## What you have to do
Show each line of the listing below that contains the word "city". Letter case matters.

## Available data

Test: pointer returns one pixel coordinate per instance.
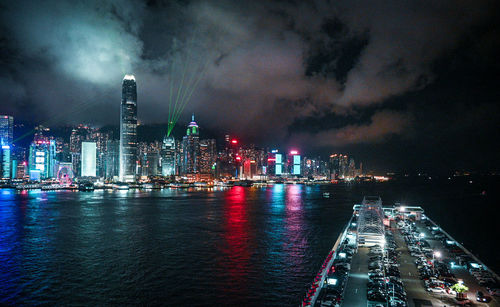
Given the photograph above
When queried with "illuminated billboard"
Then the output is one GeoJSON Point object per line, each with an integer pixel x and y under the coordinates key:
{"type": "Point", "coordinates": [278, 159]}
{"type": "Point", "coordinates": [296, 160]}
{"type": "Point", "coordinates": [88, 159]}
{"type": "Point", "coordinates": [296, 165]}
{"type": "Point", "coordinates": [279, 165]}
{"type": "Point", "coordinates": [278, 169]}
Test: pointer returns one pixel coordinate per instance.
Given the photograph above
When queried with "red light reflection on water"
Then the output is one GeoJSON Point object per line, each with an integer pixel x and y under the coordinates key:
{"type": "Point", "coordinates": [236, 235]}
{"type": "Point", "coordinates": [295, 238]}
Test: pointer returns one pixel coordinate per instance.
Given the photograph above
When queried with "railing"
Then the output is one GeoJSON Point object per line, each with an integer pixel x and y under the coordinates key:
{"type": "Point", "coordinates": [315, 289]}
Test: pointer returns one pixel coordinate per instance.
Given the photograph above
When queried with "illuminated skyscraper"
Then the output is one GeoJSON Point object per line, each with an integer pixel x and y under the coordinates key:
{"type": "Point", "coordinates": [89, 158]}
{"type": "Point", "coordinates": [6, 138]}
{"type": "Point", "coordinates": [42, 159]}
{"type": "Point", "coordinates": [128, 130]}
{"type": "Point", "coordinates": [6, 129]}
{"type": "Point", "coordinates": [168, 164]}
{"type": "Point", "coordinates": [208, 156]}
{"type": "Point", "coordinates": [191, 149]}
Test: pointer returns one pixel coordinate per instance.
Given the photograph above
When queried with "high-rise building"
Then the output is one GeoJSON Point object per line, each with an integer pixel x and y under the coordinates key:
{"type": "Point", "coordinates": [191, 149]}
{"type": "Point", "coordinates": [42, 159]}
{"type": "Point", "coordinates": [208, 156]}
{"type": "Point", "coordinates": [278, 164]}
{"type": "Point", "coordinates": [5, 161]}
{"type": "Point", "coordinates": [6, 130]}
{"type": "Point", "coordinates": [168, 163]}
{"type": "Point", "coordinates": [128, 130]}
{"type": "Point", "coordinates": [334, 166]}
{"type": "Point", "coordinates": [112, 158]}
{"type": "Point", "coordinates": [294, 162]}
{"type": "Point", "coordinates": [89, 158]}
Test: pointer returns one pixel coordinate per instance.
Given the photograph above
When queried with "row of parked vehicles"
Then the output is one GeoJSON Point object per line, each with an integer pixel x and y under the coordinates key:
{"type": "Point", "coordinates": [384, 278]}
{"type": "Point", "coordinates": [332, 293]}
{"type": "Point", "coordinates": [458, 257]}
{"type": "Point", "coordinates": [434, 272]}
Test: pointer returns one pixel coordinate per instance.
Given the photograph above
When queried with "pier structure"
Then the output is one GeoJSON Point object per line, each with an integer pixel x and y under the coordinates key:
{"type": "Point", "coordinates": [371, 222]}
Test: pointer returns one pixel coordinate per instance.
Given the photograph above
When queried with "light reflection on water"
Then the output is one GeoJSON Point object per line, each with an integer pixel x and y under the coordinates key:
{"type": "Point", "coordinates": [237, 246]}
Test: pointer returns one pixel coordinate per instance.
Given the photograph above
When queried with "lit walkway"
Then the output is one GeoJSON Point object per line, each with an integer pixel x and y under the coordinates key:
{"type": "Point", "coordinates": [416, 294]}
{"type": "Point", "coordinates": [460, 273]}
{"type": "Point", "coordinates": [355, 292]}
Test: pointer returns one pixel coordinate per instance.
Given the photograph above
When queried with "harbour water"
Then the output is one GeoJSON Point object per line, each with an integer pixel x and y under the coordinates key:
{"type": "Point", "coordinates": [237, 246]}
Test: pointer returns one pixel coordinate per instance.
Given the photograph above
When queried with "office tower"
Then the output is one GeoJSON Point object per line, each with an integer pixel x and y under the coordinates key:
{"type": "Point", "coordinates": [6, 130]}
{"type": "Point", "coordinates": [112, 159]}
{"type": "Point", "coordinates": [89, 158]}
{"type": "Point", "coordinates": [294, 162]}
{"type": "Point", "coordinates": [208, 156]}
{"type": "Point", "coordinates": [65, 173]}
{"type": "Point", "coordinates": [334, 166]}
{"type": "Point", "coordinates": [191, 149]}
{"type": "Point", "coordinates": [5, 161]}
{"type": "Point", "coordinates": [352, 168]}
{"type": "Point", "coordinates": [128, 130]}
{"type": "Point", "coordinates": [278, 164]}
{"type": "Point", "coordinates": [168, 163]}
{"type": "Point", "coordinates": [42, 159]}
{"type": "Point", "coordinates": [344, 166]}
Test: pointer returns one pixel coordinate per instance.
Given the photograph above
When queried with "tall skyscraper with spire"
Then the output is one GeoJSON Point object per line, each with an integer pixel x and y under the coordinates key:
{"type": "Point", "coordinates": [128, 130]}
{"type": "Point", "coordinates": [191, 149]}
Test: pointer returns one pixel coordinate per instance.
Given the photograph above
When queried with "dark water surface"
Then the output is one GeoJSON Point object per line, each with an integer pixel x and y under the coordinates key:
{"type": "Point", "coordinates": [239, 246]}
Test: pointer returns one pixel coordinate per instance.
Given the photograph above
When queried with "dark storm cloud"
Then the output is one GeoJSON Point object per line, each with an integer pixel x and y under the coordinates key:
{"type": "Point", "coordinates": [266, 63]}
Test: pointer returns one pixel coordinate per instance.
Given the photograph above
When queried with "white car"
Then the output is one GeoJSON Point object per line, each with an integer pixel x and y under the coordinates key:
{"type": "Point", "coordinates": [436, 290]}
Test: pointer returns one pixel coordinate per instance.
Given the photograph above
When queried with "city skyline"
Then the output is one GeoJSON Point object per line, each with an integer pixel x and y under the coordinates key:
{"type": "Point", "coordinates": [321, 76]}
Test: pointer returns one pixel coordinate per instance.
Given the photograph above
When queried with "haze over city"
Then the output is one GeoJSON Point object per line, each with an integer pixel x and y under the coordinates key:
{"type": "Point", "coordinates": [249, 153]}
{"type": "Point", "coordinates": [382, 80]}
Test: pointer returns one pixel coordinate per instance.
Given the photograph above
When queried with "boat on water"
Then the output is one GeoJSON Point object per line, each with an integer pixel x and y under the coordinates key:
{"type": "Point", "coordinates": [151, 186]}
{"type": "Point", "coordinates": [51, 187]}
{"type": "Point", "coordinates": [86, 186]}
{"type": "Point", "coordinates": [243, 183]}
{"type": "Point", "coordinates": [29, 186]}
{"type": "Point", "coordinates": [121, 186]}
{"type": "Point", "coordinates": [201, 184]}
{"type": "Point", "coordinates": [180, 185]}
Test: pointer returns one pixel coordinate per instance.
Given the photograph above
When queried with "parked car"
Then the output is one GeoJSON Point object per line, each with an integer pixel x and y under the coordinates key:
{"type": "Point", "coordinates": [436, 290]}
{"type": "Point", "coordinates": [480, 297]}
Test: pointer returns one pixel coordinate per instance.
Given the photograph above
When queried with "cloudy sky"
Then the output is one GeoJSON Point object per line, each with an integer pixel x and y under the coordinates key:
{"type": "Point", "coordinates": [399, 84]}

## Problem solution
When queried with "city skyline"
When queried with "haze over city"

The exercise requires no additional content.